* [PASSAGE FOR REVIEW]
Active transparent ETFs cost only slightly more than passive trackers
Chinese equities in recent years have seen big winners and losers for reasons often related to politics and regulation. For many years, the mega-cap tech BAT complex (Baidu, Alibaba, Tencent) had performed very well, until a regulatory crackdown on sectors including technology. Then when Covid came along, the strict Chinese lockdown rules created new winners – such as food delivery – and losers – such as restaurants. It remains to be seen if these dynamics reverse now that China has lifted restrictions.
Therefore, the market would appear to be ripe for sector and stock-pickers to add value. Investors who are confident in picking winning sectors can choose from a growing range of sector-focused China ETFs, such as Invesco China Technology ETF (CQQQ); KraneShares MSCI All China Health Care Index ETF (KURE); Krane Shares MSCI China Clean Technology Index ETF (KGRN); Global X MSCI China Consumer Staples ETF (CHIS) or Global X MSCI China Financials ETF (CHIX).
Investors who would rather be exposed to a range of sectors and let active managers pick and trade stocks could go for an active ETF.
The JPM ETF launched this month – JP Morgan Active China ETF (JCHI) does not currently disclose past performance because it is a new one with less than one year of track record. However, investors might want to research the track records of the two portfolio managers, Li Tan and Rebecca Jiang, who are both based in Hong Kong. For instance, Citywire ranks Rebecca Jiang as 29/89 managers over the past year, for the JP Morgan SAR Greater China A fund
However, this fund may not have exactly the same mandate as the ETF: the ETF investment universe includes Mainland China, Hong Kong, Taiwan and Macau. Moreover, this is clearly not a one or two person band: JP Morgan has a large Greater China team of 26 investment professionals who can feed ideas into the fund.
The top ten holdings contain some familiar mega cap names: tech conglomerate Tencent; e-commerce firm Alibaba, China Merchants Bank, Ping An Insurance, spirits maker Moutai and gamer Netease.

* [DATASET EXCERPTS]
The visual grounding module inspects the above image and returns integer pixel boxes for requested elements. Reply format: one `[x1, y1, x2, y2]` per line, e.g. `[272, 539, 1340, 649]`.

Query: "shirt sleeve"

---

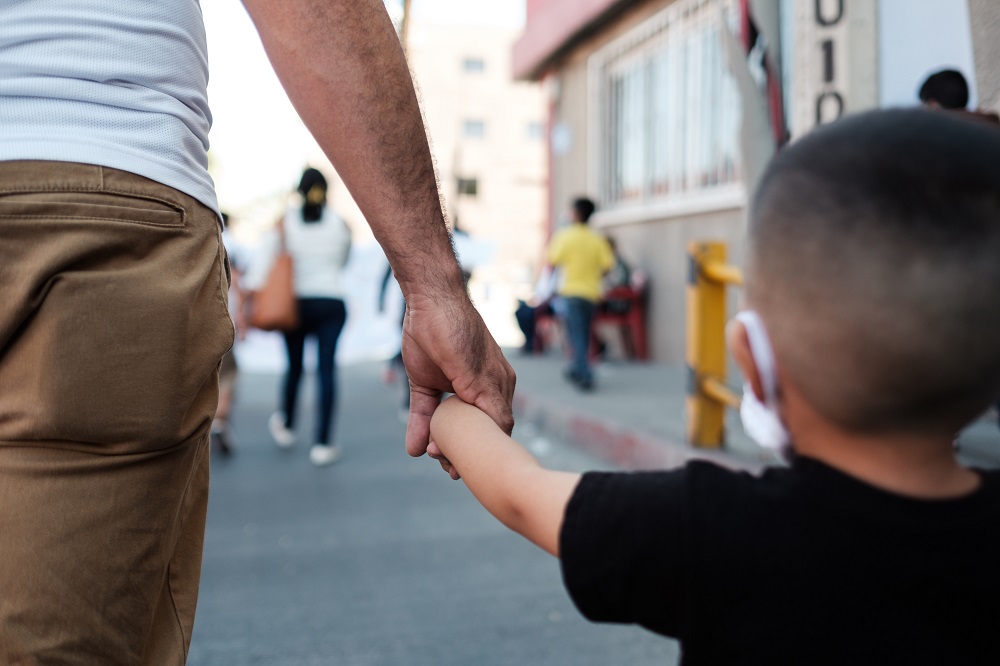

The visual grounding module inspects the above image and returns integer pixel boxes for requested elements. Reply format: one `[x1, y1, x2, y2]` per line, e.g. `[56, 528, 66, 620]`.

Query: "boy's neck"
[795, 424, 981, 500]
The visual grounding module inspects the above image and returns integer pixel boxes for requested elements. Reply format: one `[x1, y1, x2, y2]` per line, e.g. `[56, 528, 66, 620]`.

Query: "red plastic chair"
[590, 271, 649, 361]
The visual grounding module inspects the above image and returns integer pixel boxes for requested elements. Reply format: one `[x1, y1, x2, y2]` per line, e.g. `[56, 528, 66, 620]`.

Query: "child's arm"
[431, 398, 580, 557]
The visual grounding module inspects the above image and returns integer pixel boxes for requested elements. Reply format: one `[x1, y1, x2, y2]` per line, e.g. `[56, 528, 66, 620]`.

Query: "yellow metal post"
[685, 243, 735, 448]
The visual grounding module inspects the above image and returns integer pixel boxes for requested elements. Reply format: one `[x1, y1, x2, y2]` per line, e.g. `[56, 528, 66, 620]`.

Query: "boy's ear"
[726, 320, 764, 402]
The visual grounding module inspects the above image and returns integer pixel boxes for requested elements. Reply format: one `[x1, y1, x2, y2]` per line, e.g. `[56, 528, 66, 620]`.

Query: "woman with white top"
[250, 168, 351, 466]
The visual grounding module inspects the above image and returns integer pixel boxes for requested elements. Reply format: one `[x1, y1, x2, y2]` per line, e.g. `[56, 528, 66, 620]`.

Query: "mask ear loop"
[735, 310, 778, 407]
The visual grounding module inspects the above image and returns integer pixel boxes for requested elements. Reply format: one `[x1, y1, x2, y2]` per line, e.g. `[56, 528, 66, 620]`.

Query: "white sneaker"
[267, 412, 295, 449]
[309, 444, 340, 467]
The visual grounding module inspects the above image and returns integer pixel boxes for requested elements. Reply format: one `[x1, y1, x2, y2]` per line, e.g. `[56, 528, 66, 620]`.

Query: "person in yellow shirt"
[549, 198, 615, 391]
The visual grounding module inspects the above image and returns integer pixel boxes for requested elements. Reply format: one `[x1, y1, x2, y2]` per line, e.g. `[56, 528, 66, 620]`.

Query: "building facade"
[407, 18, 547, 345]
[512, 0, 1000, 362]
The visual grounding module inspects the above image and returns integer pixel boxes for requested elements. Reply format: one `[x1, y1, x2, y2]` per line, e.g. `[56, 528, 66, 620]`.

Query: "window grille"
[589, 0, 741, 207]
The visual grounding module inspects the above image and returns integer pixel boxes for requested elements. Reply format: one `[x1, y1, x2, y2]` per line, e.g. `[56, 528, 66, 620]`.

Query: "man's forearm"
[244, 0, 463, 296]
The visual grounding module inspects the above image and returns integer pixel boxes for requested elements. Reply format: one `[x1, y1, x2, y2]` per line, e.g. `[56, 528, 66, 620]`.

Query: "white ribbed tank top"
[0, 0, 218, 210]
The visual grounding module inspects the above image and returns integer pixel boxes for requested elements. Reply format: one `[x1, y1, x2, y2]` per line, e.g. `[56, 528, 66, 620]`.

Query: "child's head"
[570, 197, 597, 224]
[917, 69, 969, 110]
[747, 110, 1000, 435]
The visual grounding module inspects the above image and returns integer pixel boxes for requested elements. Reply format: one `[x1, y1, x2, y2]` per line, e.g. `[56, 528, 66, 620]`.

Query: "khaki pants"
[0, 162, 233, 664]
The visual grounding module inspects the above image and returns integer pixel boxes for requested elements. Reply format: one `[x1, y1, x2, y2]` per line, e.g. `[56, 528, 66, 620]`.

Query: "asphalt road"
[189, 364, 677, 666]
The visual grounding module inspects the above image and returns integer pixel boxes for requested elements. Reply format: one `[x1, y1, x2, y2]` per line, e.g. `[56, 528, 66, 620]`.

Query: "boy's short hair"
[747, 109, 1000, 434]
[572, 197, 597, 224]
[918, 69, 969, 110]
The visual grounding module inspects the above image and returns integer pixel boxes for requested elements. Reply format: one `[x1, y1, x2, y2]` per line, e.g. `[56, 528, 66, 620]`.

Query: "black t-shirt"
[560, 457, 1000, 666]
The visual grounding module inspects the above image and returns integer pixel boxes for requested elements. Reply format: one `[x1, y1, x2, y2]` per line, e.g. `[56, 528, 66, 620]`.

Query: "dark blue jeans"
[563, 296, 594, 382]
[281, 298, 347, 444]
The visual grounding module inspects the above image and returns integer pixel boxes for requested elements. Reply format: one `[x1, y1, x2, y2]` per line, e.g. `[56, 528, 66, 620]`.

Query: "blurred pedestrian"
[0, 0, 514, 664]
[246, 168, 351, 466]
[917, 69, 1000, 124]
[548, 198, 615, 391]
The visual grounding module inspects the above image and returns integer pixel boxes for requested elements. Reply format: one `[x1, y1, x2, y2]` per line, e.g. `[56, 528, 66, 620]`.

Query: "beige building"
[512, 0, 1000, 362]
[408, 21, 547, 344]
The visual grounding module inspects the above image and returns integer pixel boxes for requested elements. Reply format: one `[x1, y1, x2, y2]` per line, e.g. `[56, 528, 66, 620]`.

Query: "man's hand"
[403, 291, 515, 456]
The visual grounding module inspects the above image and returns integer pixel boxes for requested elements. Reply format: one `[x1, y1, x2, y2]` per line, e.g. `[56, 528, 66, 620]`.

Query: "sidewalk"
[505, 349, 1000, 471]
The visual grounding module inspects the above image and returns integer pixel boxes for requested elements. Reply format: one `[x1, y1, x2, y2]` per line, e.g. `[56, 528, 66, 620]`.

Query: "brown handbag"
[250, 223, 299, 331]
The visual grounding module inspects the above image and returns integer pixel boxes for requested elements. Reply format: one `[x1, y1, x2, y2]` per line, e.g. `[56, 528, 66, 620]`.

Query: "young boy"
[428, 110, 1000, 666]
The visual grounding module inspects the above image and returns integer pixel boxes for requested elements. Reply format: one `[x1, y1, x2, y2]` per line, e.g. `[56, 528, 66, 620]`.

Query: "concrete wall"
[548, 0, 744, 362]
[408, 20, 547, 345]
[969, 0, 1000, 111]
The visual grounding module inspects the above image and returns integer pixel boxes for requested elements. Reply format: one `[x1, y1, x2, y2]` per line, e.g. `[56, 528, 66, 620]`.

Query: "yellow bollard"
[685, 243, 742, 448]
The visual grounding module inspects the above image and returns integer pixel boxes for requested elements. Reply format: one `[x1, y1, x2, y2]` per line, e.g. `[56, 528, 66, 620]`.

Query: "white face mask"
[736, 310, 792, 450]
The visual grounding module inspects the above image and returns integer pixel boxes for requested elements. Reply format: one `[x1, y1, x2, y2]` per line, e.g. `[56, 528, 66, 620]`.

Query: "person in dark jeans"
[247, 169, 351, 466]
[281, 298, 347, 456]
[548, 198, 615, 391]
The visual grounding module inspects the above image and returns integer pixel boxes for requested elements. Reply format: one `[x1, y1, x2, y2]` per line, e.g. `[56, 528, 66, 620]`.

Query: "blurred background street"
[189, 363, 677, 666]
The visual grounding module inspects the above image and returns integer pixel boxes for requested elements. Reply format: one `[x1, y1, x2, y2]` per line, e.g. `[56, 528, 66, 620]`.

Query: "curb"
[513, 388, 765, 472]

* [EXPLORE THE MATERIAL]
• A. Write out the article on China ETFs between "The JPM ETF" and "into the fund.", inclusive.
• B. According to the article on China ETFs, how many investment professionals are on JP Morgan's Greater China team?
• C. Write what comes next in the article on China ETFs, starting after its final sentence.
The lines have no connection to the article on China ETFs.

* [RESPONSES FOR EACH TASK]
• A.
The JPM ETF launched this month – JP Morgan Active China ETF (JCHI) does not currently disclose past performance because it is a new one with less than one year of track record. However, investors might want to research the track records of the two portfolio managers, Li Tan and Rebecca Jiang, who are both based in Hong Kong. For instance, Citywire ranks Rebecca Jiang as 29/89 managers over the past year, for the JP Morgan SAR Greater China A fund
However, this fund may not have exactly the same mandate as the ETF: the ETF investment universe includes Mainland China, Hong Kong, Taiwan and Macau. Moreover, this is clearly not a one or two person band: JP Morgan has a large Greater China team of 26 investment professionals who can feed ideas into the fund.

• B. 26

• C.
They also contain some less well known mid caps, such as gas pipeline operator ENN energy holdings, and home appliances group Haier Smart Home. Looking down the full list of 54 holdings, there is also the world’s third largest yeast maker, Angel Yeast and Aier Eye Hospital Group.
Some 44 Chinese companies deemed to be “Communist Chinese Military Companies” are subject to US sanctions restricting investment, and, unsurprisingly, we did not notice any of them on the list. In these times of geopolitical tensions between the US and China, the prospectus does contain a paragraph flagging up the risk of [other and further] sanctions and active managers who are plugged into local politics might arguably be in a better position to navigate any geopolitical hiccups or worse.
The fees of 0.65% are a little lower than two other active China ETFs: Rayliant Quantamental China ETF (RAYC) charging 0.80% and Matthews China Active ETF (MCH) charging 0.79%. Both of them are also transparent, disclosing holdings on a daily basis.
Passive China ETFs such as iShares MSCI China ETF (MCHI) are only slightly cheaper at 0.59%, and clearly cost a lot more than some developed market equity index ETFs. Therefore, the bar for an active ETF to add value in Chinese equities would appear to be lower than is the case for developed markets: if the managers can generate even quite small amounts of alpha, most of it should contribute towards outperforming the currently available passive China ETFs.